| WHAT THIS TASK INVOLVES |
Work out how many lines below contain the word "Target". Only the number is wanted.

INPUT RECORDS section start

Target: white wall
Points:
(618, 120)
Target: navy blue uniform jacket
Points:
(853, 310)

INPUT RECORDS section end

| EXPECTED ANSWER |
2